**Set task**: Identify each line in the records below that contains the word "jacket" and copy those lines in full.

**Given records**:
—————

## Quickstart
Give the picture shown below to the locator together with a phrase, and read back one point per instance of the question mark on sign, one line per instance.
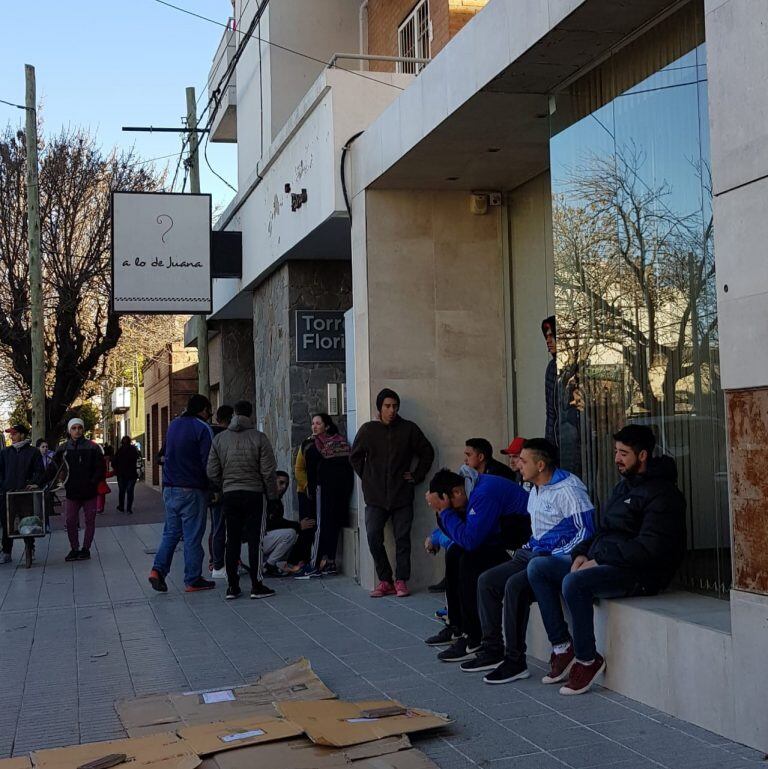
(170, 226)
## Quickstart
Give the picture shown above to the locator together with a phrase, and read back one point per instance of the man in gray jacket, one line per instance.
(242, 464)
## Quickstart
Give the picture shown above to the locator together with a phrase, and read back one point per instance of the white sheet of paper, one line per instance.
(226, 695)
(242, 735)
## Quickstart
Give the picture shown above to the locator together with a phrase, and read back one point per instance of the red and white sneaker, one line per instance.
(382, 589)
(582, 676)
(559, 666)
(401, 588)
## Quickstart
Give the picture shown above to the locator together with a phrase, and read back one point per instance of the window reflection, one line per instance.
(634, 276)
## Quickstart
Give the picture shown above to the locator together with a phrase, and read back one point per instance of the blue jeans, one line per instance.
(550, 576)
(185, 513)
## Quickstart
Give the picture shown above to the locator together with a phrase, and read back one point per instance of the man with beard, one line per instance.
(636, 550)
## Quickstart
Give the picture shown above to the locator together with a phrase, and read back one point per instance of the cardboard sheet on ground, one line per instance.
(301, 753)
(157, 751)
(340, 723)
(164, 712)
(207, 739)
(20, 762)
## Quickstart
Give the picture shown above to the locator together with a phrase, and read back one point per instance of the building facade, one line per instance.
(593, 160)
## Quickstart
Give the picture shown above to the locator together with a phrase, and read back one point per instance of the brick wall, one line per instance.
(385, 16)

—————

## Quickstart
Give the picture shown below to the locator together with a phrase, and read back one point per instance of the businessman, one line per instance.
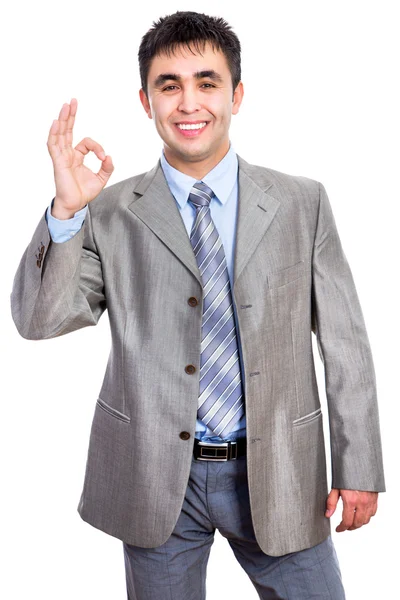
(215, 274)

—————

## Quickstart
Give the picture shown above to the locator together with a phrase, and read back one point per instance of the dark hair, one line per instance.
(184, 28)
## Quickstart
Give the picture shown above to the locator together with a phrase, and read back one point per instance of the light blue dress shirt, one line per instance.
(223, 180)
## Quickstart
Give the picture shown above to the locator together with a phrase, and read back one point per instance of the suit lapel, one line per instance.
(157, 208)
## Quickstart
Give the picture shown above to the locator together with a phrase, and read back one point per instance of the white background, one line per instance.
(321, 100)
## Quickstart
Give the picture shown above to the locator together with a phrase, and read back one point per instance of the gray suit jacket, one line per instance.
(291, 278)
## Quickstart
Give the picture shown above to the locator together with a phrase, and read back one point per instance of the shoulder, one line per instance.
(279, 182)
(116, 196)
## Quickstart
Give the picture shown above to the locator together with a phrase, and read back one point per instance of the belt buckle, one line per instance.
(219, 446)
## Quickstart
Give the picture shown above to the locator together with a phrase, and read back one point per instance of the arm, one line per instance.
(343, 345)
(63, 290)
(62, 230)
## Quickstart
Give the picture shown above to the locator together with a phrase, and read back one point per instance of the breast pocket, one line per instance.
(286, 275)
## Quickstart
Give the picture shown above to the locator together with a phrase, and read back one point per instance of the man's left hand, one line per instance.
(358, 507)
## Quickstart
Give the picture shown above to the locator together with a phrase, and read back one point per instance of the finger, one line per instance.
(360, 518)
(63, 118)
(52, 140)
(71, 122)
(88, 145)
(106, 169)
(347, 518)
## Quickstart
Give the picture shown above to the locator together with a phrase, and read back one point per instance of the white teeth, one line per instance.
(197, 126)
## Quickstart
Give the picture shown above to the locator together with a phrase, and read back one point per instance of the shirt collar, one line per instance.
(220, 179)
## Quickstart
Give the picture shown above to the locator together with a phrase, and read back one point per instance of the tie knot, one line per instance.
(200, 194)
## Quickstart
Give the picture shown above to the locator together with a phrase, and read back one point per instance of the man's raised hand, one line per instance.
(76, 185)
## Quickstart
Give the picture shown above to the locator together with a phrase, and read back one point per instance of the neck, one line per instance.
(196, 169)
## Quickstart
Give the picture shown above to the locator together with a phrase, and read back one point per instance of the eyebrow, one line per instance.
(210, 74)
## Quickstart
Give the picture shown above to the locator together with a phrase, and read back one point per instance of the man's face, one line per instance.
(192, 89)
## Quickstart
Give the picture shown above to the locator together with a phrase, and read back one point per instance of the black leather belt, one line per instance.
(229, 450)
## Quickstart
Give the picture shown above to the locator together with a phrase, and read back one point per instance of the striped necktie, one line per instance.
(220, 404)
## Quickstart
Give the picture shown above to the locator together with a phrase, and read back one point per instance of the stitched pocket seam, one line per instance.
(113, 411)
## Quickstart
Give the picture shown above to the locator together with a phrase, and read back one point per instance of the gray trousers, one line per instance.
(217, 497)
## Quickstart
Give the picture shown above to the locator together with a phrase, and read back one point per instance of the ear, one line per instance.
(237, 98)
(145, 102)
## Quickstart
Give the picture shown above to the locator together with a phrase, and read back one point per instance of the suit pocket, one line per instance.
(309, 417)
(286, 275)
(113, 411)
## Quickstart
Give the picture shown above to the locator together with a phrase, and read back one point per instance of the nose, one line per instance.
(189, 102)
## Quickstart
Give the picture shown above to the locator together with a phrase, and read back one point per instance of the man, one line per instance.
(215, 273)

—————

**Worked answer**:
Give the picture shown above to the locator together with a phrase, and read back one point per instance of the man in gray jacket, one line per instance.
Give the picture shown above to the locator together with a phrase, and read back one point per instance of the gray suit jacket, one line per instance.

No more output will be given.